Supplied text
Stan may have struck out once in a while (692 Ks in 10,792 times at bat), but he never failed us.
*******
He didn’t disclose any scorching details, but I hope Kahn had enough presence to fully enjoy his slow dance with Gina. In the context of the big picture, what is a shoulder pimple?
*******
Back we go to a time when I was in the best physical shape of my life. Lean, muscled, swift, quick, and agile. As an outspoken advocate of the value of Gandhi’s teaching, I attracted the attention of a group dedicated to non-violently protecting movement leaders from assassination. We shared many ideas and feelings, including an acute sense of loss related to the deaths of the two Kennedys, Martin Luther King, and Malcolm X.

The group eventually recruited me and I agreed to use my body to non-violently protect those to whom I was assigned. Prior to this commitment, we discussed many aspects of the philosophy we held in common. I yearned to see two powerful ideas—non-violence and capitalism—coordinated. Being part of that grand experiment could attract me to political and economic life.

My assignment as a “guardian” was Cesar Chavez, an exceptionally calm person. He told me he had lived with anger and frustration for many years, but slowly had come to understand a better way.

I surmised, “Now you can manage your negative emotions.”

He replied, “No need to manage what I don’t have.”

I didn’t know what to say. He smiled. “So you are willing to give up your life for me? There’s no need. I’m not afraid. But I’m grateful. Thank you.”

One of his aides approached his side and whispered. Chavez nodded goodbye to me. We spoke frequently during my time with him, but never resumed this conversation.

Chavez operated in harmony with Gandhi’s principle that violent resistance resulted in the same from the opposing side. Non-violent resistance confused and eventually disarmed those in opposition.

I traveled with Chavez for six months and heard him speak many times. He outlined what he felt was the problem with human existence. “We accept violence as a way to get what we want. It’s not necessary. There’s a better way.”

How can we move from one belief system to another? We certainly are being prompted to do so. Martin Luther King. Gandhi. Chavez . I can go on. Buddha, Jesus, Moses, Muhammad. Those are the big leaguers. But I can also list Rumi, Job, Emerson, Whitman, W. James, Thoreau, Ann Spaulding, Mother Theresa. Each of these people, with their writings and/or their lives, urged us to re-interpret reality. The amount of names I could add who have contributed to this commentary is quite striking. You can find many of them in “When I Dream Too Slow.”

They come to us, these giants, and they tell us and show us the way they say things really work, the true rules by which we should live. They say when life appears to be less than what they describe, that’s an illusion.

Well, yes, someone talking to us like that roughly can be compared to an early era prophet fish preaching to his school that, while many dangers and obstacles can be expected, there’s an unexplored existence out of water, which may well be superior.

One or more fishes might heed his words and desire to leave the ocean. But there’s the problem of lungs. So most fish undoubtedly considered the prophet foolish, irrelevant, impossible. But despite the evidence of their senses, a few fish believed, took the first steps, and here we are.

Consciousness pushes forward. I think it will eventually grow bored with being human. Especially if we don’t heed our prophets. But don’t worry. You and I are not eternally tied to our species, either in form or belief.

Short problem A
According to the essay, how long did the writer travel with Cesar Chavez?
The essay and the listing that comes next are unrelated.

Records for the task
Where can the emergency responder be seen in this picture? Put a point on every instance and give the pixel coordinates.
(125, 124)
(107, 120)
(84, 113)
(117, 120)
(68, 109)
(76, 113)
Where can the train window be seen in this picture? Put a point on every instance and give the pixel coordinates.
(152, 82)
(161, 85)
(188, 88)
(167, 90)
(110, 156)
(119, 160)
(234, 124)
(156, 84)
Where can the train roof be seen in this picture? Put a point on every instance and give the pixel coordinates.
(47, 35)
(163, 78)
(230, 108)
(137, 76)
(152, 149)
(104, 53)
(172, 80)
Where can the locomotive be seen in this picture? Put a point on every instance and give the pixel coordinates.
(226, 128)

Short problem B
Copy the listing from the line with "Where can the train window" up to and including its last line.

Written solution A
Six months.

Written solution B
Where can the train window be seen in this picture? Put a point on every instance and give the pixel coordinates.
(152, 82)
(161, 85)
(188, 88)
(167, 90)
(110, 156)
(119, 160)
(234, 124)
(156, 84)
Where can the train roof be seen in this picture? Put a point on every instance and give the pixel coordinates.
(47, 35)
(163, 78)
(230, 108)
(137, 76)
(152, 149)
(104, 53)
(172, 80)
Where can the locomotive be seen in this picture? Put a point on every instance and give the pixel coordinates.
(226, 128)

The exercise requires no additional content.